PROVIDED RECORDS -
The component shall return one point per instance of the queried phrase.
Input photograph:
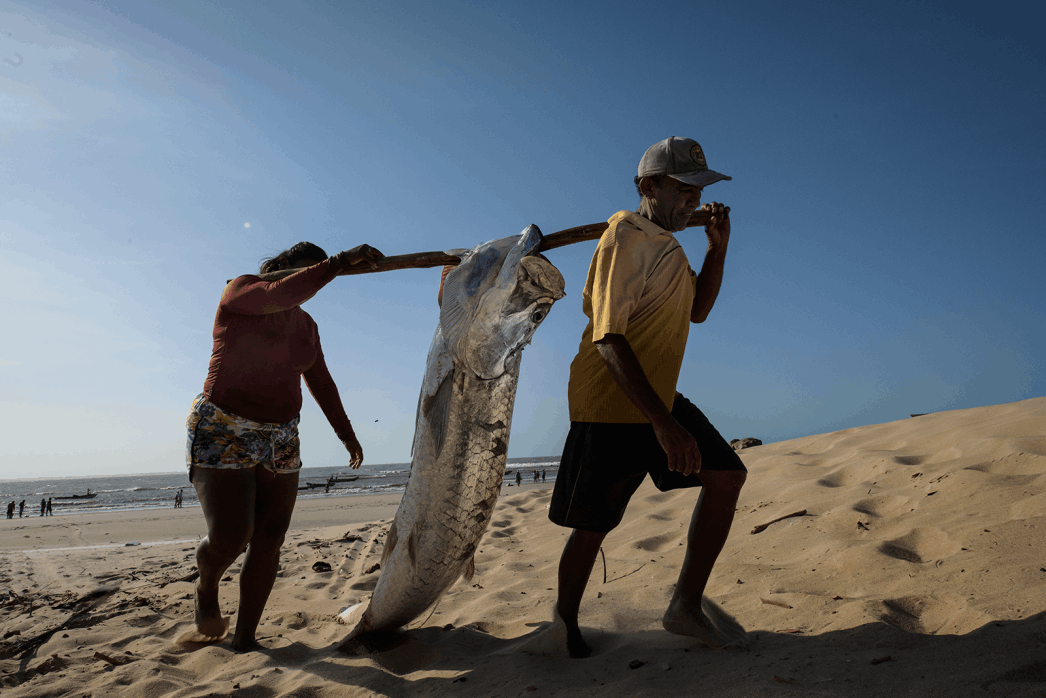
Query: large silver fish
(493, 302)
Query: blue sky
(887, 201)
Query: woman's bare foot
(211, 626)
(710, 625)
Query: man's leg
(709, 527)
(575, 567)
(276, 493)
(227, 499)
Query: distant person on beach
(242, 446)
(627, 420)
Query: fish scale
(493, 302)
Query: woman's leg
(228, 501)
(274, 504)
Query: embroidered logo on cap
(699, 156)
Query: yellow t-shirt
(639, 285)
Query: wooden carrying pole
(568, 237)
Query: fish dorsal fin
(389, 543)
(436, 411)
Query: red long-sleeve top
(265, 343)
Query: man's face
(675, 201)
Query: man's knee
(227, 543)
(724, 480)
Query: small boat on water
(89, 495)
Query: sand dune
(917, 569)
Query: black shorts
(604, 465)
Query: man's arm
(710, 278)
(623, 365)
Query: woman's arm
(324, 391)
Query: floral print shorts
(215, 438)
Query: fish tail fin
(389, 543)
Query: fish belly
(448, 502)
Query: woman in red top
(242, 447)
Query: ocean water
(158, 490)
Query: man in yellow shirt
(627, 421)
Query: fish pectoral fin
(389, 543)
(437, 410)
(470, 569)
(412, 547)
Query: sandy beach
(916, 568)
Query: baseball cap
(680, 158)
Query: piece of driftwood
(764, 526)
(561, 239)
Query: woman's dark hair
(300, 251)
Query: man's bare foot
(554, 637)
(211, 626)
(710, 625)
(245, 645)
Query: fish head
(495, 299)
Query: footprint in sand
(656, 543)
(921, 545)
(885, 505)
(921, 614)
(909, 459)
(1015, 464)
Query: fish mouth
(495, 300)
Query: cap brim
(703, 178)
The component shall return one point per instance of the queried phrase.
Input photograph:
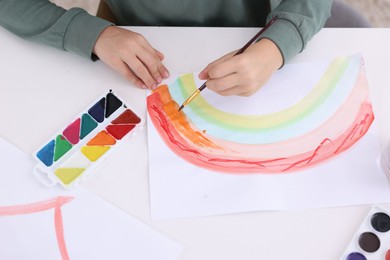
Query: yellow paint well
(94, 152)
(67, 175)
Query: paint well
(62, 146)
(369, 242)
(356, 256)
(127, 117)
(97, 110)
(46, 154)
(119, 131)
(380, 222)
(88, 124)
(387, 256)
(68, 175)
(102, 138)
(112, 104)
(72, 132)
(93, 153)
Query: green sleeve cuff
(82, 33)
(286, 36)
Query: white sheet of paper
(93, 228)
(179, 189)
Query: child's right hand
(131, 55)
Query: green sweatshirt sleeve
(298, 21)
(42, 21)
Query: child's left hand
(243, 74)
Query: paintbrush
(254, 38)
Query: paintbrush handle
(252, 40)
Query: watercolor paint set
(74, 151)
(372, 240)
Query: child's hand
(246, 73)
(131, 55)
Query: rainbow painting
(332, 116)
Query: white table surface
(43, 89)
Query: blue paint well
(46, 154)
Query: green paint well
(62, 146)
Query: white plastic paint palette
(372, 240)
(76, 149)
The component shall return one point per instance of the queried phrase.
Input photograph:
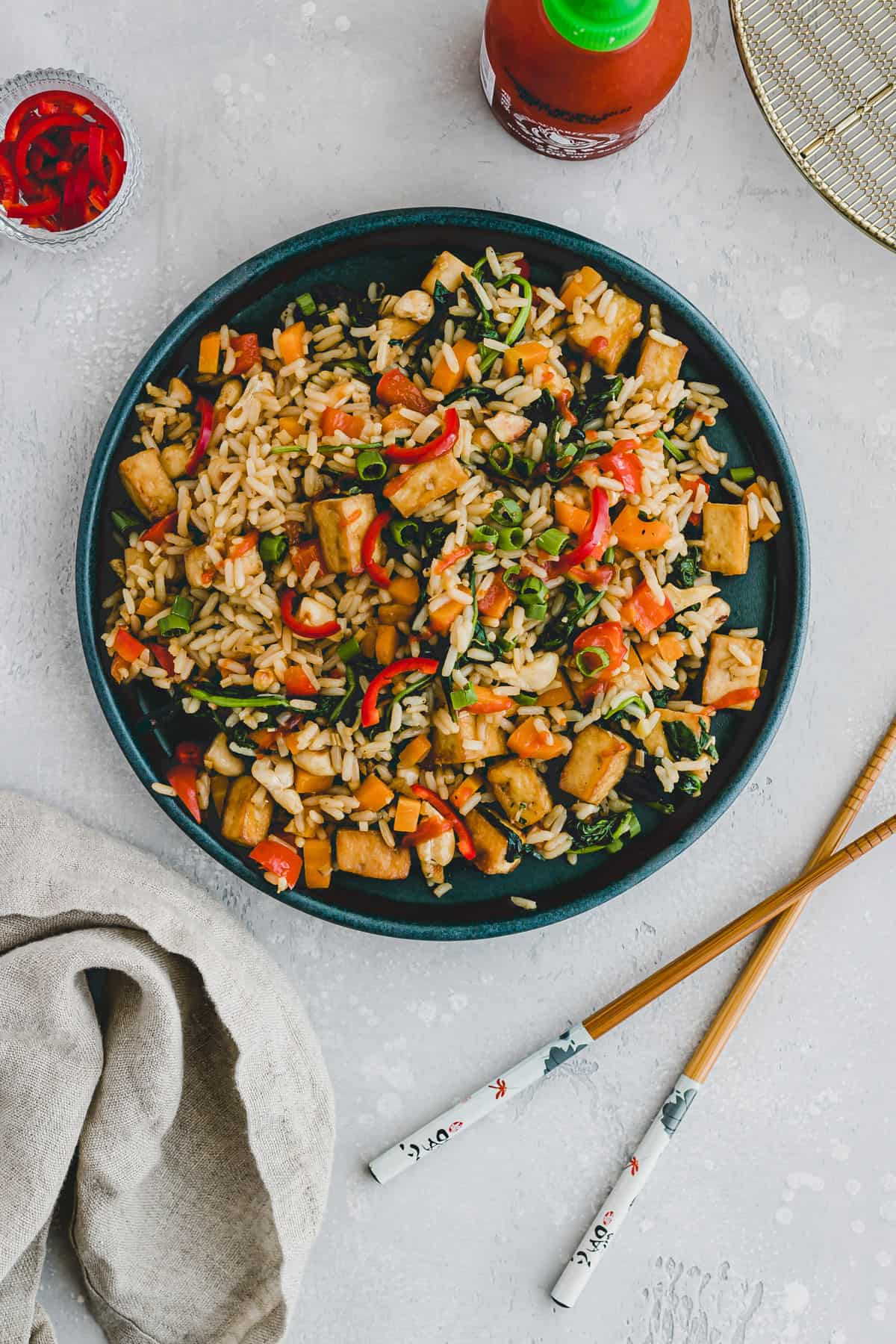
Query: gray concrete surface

YOUR OBJECTIVE -
Exactly the lines from the one with "Query: paint well" through the end of the records should be written out, and only those. Pictures do not belong in the copy.

OUTPUT FOR THIS TASK -
Query: paint well
(62, 146)
(369, 242)
(356, 256)
(127, 117)
(97, 110)
(46, 154)
(119, 131)
(380, 222)
(88, 124)
(387, 256)
(68, 175)
(102, 138)
(112, 104)
(72, 132)
(93, 153)
Query: green sleeve cuff
(82, 33)
(286, 36)
Query: white sheet of paper
(93, 228)
(179, 189)
Query: child's right hand
(131, 55)
Query: green sweatshirt sleeve
(298, 21)
(42, 21)
Query: child's left hand
(243, 74)
Query: paintbrush
(254, 38)
Query: paintbrush handle
(252, 40)
Query: watercolor paint set
(74, 151)
(372, 240)
Query: child's hand
(246, 73)
(131, 55)
Query: rainbow painting
(332, 116)
Query: white table surface
(43, 89)
Query: blue paint well
(46, 154)
Query: green paint well
(62, 146)
Query: white plastic paint palette
(372, 240)
(76, 149)
The component shall return one point per instance of the queried phrase.
Input photograph:
Query: gray concrete surface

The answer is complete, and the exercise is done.